= WHAT IS EXPECTED =
Begin with the first line of the entries below and reproduce each line exactly, ending with the line that holds "Task: place a pin on each instance of the shoreline.".

---- DATA TO EXAMINE

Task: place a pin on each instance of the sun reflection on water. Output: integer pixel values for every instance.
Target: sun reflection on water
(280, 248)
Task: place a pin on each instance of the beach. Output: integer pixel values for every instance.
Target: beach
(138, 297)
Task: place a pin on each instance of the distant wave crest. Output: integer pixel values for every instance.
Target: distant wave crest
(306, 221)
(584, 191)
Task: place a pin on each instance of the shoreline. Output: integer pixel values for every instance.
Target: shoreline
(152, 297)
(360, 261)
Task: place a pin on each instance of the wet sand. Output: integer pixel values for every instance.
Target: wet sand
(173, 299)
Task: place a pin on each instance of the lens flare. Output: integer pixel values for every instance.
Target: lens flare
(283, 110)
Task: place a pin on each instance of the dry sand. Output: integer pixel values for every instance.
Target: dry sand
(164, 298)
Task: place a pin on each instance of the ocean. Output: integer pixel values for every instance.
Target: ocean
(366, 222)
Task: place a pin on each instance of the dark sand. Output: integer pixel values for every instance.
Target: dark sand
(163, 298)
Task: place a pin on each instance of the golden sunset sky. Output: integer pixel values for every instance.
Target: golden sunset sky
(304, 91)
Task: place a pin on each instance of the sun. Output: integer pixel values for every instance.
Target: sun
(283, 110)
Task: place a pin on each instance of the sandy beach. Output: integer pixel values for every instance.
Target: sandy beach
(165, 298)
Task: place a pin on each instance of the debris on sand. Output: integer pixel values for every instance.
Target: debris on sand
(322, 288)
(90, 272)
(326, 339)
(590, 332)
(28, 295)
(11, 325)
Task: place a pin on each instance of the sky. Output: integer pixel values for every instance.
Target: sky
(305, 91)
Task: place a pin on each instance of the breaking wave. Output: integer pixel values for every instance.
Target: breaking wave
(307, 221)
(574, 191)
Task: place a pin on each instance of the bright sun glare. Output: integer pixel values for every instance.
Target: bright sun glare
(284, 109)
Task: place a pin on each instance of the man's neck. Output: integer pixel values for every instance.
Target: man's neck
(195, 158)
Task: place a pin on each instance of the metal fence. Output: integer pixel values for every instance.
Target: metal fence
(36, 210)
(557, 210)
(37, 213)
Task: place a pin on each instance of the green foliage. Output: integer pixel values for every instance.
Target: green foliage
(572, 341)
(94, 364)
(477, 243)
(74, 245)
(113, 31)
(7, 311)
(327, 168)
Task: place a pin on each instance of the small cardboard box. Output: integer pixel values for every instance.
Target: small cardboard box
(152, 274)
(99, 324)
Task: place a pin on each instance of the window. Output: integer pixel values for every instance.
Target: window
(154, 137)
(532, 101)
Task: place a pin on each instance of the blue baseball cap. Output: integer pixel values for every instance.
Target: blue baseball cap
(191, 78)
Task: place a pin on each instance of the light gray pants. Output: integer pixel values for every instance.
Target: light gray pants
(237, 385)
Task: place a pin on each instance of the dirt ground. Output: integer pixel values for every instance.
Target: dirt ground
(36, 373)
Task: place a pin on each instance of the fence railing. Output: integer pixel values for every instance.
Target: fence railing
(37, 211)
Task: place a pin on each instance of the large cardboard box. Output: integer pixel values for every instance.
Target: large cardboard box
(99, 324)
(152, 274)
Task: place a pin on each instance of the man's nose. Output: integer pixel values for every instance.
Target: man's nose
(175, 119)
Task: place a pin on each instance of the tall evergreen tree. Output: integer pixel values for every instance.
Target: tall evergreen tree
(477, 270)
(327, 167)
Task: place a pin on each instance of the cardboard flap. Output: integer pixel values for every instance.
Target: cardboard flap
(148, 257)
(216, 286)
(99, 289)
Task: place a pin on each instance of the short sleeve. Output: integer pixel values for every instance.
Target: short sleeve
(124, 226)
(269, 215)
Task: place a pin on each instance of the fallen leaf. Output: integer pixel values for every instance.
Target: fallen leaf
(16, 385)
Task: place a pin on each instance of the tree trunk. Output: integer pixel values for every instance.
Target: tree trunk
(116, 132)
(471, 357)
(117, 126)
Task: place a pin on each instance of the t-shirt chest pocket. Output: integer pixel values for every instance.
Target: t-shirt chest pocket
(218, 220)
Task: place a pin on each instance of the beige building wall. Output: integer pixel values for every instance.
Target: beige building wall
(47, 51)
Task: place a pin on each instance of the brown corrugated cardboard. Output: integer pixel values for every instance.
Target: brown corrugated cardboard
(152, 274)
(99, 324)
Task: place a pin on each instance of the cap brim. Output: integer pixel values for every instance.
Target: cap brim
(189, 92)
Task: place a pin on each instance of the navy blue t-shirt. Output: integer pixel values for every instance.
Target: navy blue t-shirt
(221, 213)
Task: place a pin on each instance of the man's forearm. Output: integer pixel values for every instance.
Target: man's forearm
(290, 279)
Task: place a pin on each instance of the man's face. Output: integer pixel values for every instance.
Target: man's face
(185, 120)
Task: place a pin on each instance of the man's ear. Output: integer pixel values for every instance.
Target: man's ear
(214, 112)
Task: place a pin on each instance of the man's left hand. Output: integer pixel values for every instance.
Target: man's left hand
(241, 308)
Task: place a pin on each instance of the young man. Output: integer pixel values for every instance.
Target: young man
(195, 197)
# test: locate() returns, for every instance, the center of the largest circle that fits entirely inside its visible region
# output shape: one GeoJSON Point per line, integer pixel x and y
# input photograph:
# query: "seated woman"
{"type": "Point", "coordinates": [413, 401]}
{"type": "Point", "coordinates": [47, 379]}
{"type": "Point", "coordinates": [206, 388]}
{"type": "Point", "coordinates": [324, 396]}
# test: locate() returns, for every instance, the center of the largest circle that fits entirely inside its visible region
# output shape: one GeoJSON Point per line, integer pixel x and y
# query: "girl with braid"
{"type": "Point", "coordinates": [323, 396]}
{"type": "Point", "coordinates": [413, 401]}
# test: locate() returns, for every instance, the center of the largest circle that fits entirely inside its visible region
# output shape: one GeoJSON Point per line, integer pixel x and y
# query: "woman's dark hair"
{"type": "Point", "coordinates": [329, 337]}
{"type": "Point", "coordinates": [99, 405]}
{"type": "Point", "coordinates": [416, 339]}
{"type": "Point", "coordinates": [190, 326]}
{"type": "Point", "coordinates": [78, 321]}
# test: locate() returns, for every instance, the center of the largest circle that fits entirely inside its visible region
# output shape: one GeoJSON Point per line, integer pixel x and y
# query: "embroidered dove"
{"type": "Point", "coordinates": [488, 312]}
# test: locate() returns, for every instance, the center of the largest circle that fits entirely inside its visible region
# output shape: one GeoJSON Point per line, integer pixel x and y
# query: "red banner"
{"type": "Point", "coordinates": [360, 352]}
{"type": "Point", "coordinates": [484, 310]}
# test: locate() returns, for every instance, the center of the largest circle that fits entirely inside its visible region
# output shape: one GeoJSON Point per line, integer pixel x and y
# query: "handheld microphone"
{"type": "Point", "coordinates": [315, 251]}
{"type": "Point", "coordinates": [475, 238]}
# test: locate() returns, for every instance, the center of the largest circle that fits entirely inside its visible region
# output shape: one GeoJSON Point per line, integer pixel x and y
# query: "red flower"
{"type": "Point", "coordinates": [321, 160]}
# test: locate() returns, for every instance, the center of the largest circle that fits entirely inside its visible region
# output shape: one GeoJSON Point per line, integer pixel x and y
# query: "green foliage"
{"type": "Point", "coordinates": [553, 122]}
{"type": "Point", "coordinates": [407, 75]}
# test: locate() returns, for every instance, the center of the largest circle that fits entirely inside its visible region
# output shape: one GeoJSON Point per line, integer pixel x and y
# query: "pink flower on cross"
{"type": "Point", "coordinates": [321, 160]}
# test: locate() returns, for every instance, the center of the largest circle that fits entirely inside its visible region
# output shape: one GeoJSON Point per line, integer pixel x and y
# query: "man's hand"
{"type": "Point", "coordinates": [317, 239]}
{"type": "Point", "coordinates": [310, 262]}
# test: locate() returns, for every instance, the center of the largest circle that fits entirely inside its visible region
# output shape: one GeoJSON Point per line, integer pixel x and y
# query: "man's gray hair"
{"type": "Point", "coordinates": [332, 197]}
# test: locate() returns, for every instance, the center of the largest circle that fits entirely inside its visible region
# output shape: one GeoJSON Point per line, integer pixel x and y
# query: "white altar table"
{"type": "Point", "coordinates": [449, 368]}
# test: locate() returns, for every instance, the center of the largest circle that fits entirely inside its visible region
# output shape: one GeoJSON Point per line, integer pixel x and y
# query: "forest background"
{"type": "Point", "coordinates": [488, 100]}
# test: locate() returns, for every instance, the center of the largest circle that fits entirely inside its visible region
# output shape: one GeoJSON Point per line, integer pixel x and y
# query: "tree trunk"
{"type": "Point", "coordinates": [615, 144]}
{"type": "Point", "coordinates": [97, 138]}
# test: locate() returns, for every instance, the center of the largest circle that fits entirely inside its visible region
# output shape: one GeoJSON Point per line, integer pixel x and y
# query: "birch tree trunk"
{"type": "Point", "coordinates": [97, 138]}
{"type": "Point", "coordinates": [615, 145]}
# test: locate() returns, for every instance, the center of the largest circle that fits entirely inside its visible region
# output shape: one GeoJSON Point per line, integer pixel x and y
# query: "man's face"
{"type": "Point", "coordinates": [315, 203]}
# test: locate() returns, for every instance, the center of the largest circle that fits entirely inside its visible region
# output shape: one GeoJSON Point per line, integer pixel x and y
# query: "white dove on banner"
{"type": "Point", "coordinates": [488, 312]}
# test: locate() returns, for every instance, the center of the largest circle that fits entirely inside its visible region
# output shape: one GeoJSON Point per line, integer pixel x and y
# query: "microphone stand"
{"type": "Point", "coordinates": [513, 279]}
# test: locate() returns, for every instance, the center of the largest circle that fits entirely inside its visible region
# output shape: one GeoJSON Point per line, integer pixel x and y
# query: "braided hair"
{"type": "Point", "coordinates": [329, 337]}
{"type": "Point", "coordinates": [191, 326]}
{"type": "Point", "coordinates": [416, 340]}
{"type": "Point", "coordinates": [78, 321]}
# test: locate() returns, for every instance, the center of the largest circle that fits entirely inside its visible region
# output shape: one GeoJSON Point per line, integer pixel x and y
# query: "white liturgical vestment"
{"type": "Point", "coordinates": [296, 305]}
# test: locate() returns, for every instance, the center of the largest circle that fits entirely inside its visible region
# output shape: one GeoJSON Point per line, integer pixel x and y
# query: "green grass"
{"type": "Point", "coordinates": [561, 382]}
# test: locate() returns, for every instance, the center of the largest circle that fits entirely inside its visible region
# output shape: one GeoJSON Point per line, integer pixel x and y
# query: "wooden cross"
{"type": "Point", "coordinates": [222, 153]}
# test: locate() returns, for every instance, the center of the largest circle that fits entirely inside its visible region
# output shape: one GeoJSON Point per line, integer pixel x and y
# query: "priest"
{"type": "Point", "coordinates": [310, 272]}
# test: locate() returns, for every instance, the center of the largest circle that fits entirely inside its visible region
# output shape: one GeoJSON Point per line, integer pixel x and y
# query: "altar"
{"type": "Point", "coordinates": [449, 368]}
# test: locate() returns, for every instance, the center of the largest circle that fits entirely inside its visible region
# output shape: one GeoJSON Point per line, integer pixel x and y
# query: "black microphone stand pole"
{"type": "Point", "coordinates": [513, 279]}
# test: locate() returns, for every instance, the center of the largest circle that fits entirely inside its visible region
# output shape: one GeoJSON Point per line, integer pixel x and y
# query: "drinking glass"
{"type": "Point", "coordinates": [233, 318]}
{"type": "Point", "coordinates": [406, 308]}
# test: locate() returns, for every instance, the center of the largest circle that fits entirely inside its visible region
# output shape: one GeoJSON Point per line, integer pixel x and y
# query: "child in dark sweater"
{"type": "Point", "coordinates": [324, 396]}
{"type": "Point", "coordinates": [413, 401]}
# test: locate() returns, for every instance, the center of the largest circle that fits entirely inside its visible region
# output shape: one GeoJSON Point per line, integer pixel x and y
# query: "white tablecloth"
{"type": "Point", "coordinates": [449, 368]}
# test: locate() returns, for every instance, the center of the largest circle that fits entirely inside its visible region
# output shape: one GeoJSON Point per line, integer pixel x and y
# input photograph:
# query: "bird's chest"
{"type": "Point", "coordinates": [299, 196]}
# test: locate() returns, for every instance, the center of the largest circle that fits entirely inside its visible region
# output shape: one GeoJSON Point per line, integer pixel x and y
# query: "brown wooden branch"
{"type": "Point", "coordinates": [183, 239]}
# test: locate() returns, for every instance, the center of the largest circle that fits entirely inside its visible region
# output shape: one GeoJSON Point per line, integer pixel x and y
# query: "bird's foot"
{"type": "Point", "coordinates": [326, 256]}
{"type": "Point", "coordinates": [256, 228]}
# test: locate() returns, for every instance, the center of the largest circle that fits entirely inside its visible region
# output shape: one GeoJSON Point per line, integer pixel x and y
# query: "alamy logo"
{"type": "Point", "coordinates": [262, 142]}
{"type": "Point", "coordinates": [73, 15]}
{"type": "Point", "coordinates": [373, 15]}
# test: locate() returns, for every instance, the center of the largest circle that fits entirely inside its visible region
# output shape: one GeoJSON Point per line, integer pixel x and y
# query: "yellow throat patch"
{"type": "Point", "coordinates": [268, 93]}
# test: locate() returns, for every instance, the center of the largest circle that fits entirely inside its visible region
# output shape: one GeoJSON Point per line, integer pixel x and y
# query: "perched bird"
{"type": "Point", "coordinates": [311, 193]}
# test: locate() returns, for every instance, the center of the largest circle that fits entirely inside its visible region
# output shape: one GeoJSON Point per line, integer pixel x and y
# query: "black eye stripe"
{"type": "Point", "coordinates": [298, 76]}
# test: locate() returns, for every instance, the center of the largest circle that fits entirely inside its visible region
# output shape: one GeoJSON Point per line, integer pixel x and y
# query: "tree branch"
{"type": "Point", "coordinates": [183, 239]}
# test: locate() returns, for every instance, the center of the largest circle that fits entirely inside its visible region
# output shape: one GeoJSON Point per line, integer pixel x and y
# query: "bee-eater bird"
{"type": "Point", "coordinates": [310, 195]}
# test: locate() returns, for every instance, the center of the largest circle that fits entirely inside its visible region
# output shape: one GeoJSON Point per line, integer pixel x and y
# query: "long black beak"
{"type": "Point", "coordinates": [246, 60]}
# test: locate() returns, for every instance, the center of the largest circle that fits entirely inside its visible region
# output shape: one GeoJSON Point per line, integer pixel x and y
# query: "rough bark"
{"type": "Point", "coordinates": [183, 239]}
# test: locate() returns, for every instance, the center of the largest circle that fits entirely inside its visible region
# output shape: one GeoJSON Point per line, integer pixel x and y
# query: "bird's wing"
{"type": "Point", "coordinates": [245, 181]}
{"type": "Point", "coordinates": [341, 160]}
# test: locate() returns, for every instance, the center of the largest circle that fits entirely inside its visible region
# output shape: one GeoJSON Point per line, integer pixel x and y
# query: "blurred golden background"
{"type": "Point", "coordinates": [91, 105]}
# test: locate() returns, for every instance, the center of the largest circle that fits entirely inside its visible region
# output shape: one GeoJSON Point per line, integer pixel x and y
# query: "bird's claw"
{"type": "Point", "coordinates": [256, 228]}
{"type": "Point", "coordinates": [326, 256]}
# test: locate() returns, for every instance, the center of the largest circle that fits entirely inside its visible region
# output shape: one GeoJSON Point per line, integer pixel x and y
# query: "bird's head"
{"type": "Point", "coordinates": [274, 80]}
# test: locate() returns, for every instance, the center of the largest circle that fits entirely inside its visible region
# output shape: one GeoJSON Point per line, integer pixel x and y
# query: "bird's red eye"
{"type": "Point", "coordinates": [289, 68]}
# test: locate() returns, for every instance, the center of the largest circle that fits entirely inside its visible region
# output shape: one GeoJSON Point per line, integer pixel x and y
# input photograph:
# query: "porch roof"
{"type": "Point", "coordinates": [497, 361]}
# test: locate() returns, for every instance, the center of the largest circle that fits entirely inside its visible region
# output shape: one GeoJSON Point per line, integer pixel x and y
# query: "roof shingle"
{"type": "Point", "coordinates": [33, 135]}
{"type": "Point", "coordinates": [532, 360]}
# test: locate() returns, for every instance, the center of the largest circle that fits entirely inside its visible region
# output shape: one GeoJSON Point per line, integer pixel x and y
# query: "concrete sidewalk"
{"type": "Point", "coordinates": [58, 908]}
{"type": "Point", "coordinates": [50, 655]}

--------

= WRITTEN ANSWER =
Task: place a pin on each instance of the sun reflection on water. Output: integer pixel values for every instance.
Target: sun reflection on water
(280, 248)
Task: place a pin on each instance of the beach. Output: integer pixel values for every instance.
Target: beach
(138, 297)
Task: place a pin on each instance of the distant wave crest. Output: integer pixel values for every instance.
Target: distant wave crest
(306, 221)
(584, 191)
Task: place a pin on each instance of the shoreline. Output: integer pixel values for every instance.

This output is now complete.